Task to complete: Copy out every one of the records below line for line, changing nothing.

=-=-=

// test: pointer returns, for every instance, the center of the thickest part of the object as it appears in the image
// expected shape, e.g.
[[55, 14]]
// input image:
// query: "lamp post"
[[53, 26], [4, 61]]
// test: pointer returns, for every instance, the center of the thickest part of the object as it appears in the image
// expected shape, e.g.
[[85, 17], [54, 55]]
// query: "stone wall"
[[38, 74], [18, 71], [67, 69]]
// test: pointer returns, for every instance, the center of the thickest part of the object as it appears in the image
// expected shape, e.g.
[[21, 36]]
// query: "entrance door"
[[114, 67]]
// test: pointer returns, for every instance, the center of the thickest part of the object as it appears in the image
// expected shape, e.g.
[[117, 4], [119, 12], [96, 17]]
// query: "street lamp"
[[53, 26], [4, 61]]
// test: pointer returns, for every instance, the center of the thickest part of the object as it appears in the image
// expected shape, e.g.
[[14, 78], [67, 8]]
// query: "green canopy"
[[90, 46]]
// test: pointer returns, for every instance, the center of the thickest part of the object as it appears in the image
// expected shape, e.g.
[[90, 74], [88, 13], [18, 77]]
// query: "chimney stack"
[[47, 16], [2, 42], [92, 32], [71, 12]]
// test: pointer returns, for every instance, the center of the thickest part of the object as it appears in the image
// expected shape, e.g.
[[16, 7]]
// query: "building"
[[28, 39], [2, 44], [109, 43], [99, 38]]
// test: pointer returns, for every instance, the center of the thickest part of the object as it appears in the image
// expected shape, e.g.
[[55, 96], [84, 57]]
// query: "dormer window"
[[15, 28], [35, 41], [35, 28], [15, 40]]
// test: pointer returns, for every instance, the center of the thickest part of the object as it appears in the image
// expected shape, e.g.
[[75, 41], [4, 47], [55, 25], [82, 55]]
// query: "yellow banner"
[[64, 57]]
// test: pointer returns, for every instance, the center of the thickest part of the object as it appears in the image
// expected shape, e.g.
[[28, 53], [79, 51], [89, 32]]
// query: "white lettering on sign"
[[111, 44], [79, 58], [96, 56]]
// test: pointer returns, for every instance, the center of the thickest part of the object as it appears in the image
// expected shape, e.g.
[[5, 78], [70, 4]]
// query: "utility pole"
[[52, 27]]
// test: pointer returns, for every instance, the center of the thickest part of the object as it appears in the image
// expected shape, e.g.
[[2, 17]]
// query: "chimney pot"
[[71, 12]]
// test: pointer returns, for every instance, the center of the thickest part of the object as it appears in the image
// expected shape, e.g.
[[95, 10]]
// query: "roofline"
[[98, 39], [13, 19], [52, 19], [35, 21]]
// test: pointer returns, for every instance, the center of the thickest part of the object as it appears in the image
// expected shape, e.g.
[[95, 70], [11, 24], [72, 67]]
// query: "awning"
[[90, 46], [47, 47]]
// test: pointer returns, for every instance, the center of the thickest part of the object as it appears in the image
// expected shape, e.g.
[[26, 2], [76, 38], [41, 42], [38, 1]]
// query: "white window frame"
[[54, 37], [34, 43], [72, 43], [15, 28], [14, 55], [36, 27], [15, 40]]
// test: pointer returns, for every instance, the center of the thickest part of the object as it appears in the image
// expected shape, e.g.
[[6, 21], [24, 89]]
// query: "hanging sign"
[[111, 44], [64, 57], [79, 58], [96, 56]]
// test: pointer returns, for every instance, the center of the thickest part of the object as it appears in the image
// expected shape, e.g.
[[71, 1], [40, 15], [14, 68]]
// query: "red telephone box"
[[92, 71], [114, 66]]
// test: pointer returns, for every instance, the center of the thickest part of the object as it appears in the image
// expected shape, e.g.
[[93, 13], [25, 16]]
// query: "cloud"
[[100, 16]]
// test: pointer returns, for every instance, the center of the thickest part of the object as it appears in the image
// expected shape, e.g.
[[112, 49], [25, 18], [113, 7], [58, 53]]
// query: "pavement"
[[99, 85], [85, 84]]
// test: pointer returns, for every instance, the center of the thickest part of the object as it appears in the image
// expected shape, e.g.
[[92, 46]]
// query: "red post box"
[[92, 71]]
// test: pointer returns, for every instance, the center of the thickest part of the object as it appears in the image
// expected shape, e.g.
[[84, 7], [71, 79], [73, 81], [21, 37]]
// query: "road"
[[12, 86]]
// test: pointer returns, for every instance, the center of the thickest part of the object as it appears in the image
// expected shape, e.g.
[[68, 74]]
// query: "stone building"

=-=-=

Answer for the task:
// test: pointer returns, for every instance, the center of the thickest part of the object as it appears in the image
// expected shape, e.g.
[[55, 14]]
// input image:
// query: "lamp post"
[[53, 26], [4, 61]]
// test: pointer returns, for every instance, the center of the thickest part of the object as it appears in the image
// expected shape, e.g.
[[85, 17], [54, 55]]
// query: "stone wall"
[[38, 74], [18, 71], [67, 69]]
// test: pointer returns, for every instance, the center of the thickest part of the object as it appears in the image
// expected shape, e.g.
[[21, 36]]
// query: "entrance door"
[[114, 67]]
// test: pointer returns, for every instance, the center of the thickest part of the object as it appears in the image
// expected shape, e.g.
[[117, 4], [119, 12], [96, 17]]
// query: "street lamp"
[[53, 26], [4, 61]]
// test: pointer returns, for every instance, the center of the thickest part of the object as it appears in the image
// expected shape, e.g.
[[14, 78], [67, 8]]
// query: "green canopy"
[[90, 46]]
// test: pointer returns, for every instance, the center of the thickest part of the object as it appears in the image
// expected shape, e.g.
[[90, 74], [88, 13], [18, 77]]
// query: "chimney stack"
[[47, 16], [2, 42], [92, 32], [71, 12]]
// test: pointer returns, for every instance, the center of the thickest part of the object as it appears in the image
// expected shape, e.g.
[[16, 7]]
// query: "building"
[[28, 39], [2, 44], [109, 43], [99, 38]]
// test: pointer returns, for every instance, the center of the thickest part of the object as it appears in the image
// expected shape, e.g.
[[55, 96], [84, 57]]
// query: "dormer window"
[[15, 28], [35, 41], [35, 28], [15, 40]]
// test: pointer returns, for every instance, the center of the thickest part of the object as it appears in the image
// expected shape, e.g.
[[75, 41], [4, 47], [55, 25], [82, 55]]
// query: "yellow banner"
[[64, 57]]
// test: pointer returns, for every instance, the center of the thickest part of the object as it appears in the image
// expected shape, e.g.
[[28, 53], [79, 51], [89, 32]]
// query: "white lettering on sign"
[[111, 44], [79, 58], [96, 56]]
// test: pointer returns, for every instance, the center of the thickest part of the object as it appears in the image
// expected shape, e.g.
[[5, 78], [70, 4]]
// query: "utility pole"
[[52, 27]]
// test: pointer returns, for every instance, the center of the thickest part of the object as it appears in the image
// expected shape, e.g.
[[2, 17]]
// query: "chimney pot"
[[71, 12]]
// test: pointer returns, for every instance, the center of the thickest part of the object as it appears in the image
// expected shape, e.g.
[[95, 10]]
// query: "roofline"
[[98, 39], [13, 19], [52, 19], [35, 21]]
// test: pointer returns, for every instance, the center of the thickest part of the object as it appears in the image
// expected shape, e.g.
[[95, 70], [11, 24], [72, 67]]
// query: "awning"
[[90, 46], [47, 47]]
// test: pointer returns, for every instance, the center of the thickest part of the object as it appears in the image
// expected shape, e.g.
[[26, 2], [76, 38], [41, 42], [38, 1]]
// query: "white window frame"
[[54, 37], [34, 43], [72, 43], [15, 28], [14, 55], [36, 27], [15, 40]]
// test: pointer returns, for every instance, the center of the thickest part of the object as it appears in the image
// expected shape, e.g.
[[6, 21], [24, 89]]
// query: "hanging sign"
[[111, 44], [64, 57], [79, 58], [96, 56]]
// test: pointer returns, for every instance, the center of the thickest part of the object as it appears in the image
// expected shape, e.g.
[[71, 1], [40, 15], [14, 68]]
// query: "red telephone box"
[[92, 71], [114, 66]]
// test: pointer returns, for every instance, the center of the thickest part of the object as it appears in the image
// expected shape, e.g.
[[93, 13], [25, 16]]
// query: "cloud"
[[100, 16]]
// test: pointer returns, for every instance, the center of the thickest part of the object as it appears in the image
// expected shape, e.g.
[[112, 49], [25, 18], [113, 7], [58, 53]]
// query: "pavement"
[[99, 85], [85, 84]]
// test: pointer returns, for every instance, the center of the thickest part of the object as it appears in the image
// expected shape, e.g.
[[92, 46]]
// query: "red post box"
[[92, 71]]
// test: pointer returns, for every instance, the center of the thickest part of the object as it appears in the image
// expected shape, e.g.
[[84, 7], [71, 79], [73, 81], [21, 37]]
// query: "road"
[[12, 86]]
// test: pointer returns, for every instance, the center of the thickest part of the object as it appears in the image
// expected shape, e.g.
[[68, 74]]
// query: "stone building"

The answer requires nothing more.